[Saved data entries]
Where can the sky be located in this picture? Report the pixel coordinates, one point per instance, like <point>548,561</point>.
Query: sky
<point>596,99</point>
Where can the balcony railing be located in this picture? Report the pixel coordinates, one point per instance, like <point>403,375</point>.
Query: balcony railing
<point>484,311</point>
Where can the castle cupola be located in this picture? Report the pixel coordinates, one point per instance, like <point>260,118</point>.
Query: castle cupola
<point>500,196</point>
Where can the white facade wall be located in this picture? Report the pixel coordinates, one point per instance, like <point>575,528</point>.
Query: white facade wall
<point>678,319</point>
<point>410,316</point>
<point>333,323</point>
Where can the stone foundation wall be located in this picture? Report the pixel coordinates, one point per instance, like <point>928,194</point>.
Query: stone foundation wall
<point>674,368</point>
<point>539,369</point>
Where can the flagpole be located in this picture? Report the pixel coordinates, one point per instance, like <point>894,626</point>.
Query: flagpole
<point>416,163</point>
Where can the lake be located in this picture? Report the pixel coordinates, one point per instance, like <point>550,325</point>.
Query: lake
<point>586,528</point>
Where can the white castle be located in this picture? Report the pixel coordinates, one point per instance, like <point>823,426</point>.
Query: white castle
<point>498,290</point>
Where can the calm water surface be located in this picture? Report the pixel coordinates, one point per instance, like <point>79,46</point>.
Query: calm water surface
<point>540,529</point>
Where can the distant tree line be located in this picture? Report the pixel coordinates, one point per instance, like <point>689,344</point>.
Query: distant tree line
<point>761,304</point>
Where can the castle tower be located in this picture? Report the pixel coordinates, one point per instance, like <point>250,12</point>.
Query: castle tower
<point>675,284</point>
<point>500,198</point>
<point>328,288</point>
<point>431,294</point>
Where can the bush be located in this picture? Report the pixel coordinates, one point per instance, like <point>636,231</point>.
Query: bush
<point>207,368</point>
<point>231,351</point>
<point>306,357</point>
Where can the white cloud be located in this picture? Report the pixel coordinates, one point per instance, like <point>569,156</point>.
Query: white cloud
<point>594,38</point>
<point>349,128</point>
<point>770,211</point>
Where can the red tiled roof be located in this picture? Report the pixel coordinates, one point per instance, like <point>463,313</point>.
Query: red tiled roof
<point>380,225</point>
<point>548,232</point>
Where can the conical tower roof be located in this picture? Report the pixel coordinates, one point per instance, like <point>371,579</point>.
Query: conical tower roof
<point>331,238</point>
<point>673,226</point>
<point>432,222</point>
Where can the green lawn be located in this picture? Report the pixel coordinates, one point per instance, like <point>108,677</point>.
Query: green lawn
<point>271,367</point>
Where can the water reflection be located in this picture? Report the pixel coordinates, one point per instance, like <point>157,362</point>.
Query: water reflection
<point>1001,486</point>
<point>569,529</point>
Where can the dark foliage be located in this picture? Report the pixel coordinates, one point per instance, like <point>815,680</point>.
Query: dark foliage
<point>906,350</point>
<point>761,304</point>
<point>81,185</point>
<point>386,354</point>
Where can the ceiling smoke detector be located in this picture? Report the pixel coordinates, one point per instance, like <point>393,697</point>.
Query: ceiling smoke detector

Task prompt: Render every line of the records above as a numbered list, leaving out any blank lines.

Answer to the exercise:
1. Where can the sky be located in this picture? Report the pixel coordinates, one point per instance, like <point>548,561</point>.
2. Query: sky
3. <point>596,99</point>
4. Where can the balcony railing be located in this picture? Report the pixel coordinates, one point per instance, like <point>403,375</point>.
5. Query: balcony railing
6. <point>484,311</point>
7. Where can the castle cupola be located in this picture? Report the pixel coordinates, one point per instance, like <point>260,118</point>.
8. Query: castle cupola
9. <point>500,196</point>
10. Where can the white facade wall be located in this picture? Report the pixel coordinates, one point per instance, like <point>575,528</point>.
11. Query: white facade wall
12. <point>678,319</point>
13. <point>410,316</point>
14. <point>333,323</point>
15. Where can the stone foundation wall be located in this picture? Report the pixel coordinates, one point per instance, like <point>928,194</point>.
16. Query: stone foundation wall
17. <point>674,368</point>
18. <point>539,369</point>
19. Where can the flagpole be located in this picture? Report the pixel coordinates, one point per instance, like <point>894,626</point>.
20. Query: flagpole
21. <point>416,163</point>
22. Where can the lake be located in this picture? Report the pixel coordinates, one point per instance, like <point>550,325</point>.
23. Query: lake
24. <point>586,528</point>
25. Where can the white castle be located in this picture? Report the pixel coordinates, one point per instance, like <point>823,426</point>.
26. Query: white castle
27. <point>498,290</point>
28. Where can the calm water surface be located in this picture? Report the pixel coordinates, one point per instance, like <point>79,46</point>.
29. Query: calm water surface
30. <point>540,529</point>
31. Where can the distant tree line be located in this picture? Report the pixel coordinates, one point per instance, like <point>689,344</point>.
32. Query: distant tree line
33. <point>761,304</point>
34. Where can the castle tower be located in this picture? Report the pixel coordinates, one point per instance, like <point>250,12</point>.
35. Query: castle tower
36. <point>675,284</point>
37. <point>500,198</point>
38. <point>328,288</point>
39. <point>431,294</point>
40. Where can the bush be located in this picture? Report the pixel coordinates, one point per instance, like <point>636,231</point>.
41. Query: bush
42. <point>207,368</point>
43. <point>231,351</point>
44. <point>306,357</point>
45. Where can the white cloud be located in this picture? Report the pixel coordinates, one point per instance, like <point>569,156</point>.
46. Query: white cloud
47. <point>594,38</point>
48. <point>349,128</point>
49. <point>770,211</point>
50. Where can the red tiled roof be located in this picture? Report the pixel coordinates, one point per instance, like <point>463,313</point>.
51. Query: red tiled roof
52. <point>380,225</point>
53. <point>548,232</point>
54. Where can the conical tower roof be located in this picture? Report the pixel coordinates, one point per instance, like <point>371,579</point>.
55. Query: conical tower roof
56. <point>331,238</point>
57. <point>673,226</point>
58. <point>432,222</point>
59. Where can the green lawn be located in this picture? Report the pixel coordinates, one point per instance, like <point>108,677</point>.
60. Query: green lawn
61. <point>271,367</point>
62. Where can the water reflection be located in this picture? Report the pixel coordinates, one point per instance, like <point>157,362</point>.
63. Query: water reflection
64. <point>1001,486</point>
65. <point>569,529</point>
66. Where can the dark foliage be located in this picture? Report the pixel coordinates, one point per instance, like <point>815,680</point>.
67. Query: dark foliage
68. <point>906,350</point>
69. <point>761,304</point>
70. <point>81,185</point>
71. <point>386,354</point>
72. Where can the ceiling smoke detector be located in this picture? Report the pixel coordinates, one point per instance, like <point>393,697</point>.
73. Query: ceiling smoke detector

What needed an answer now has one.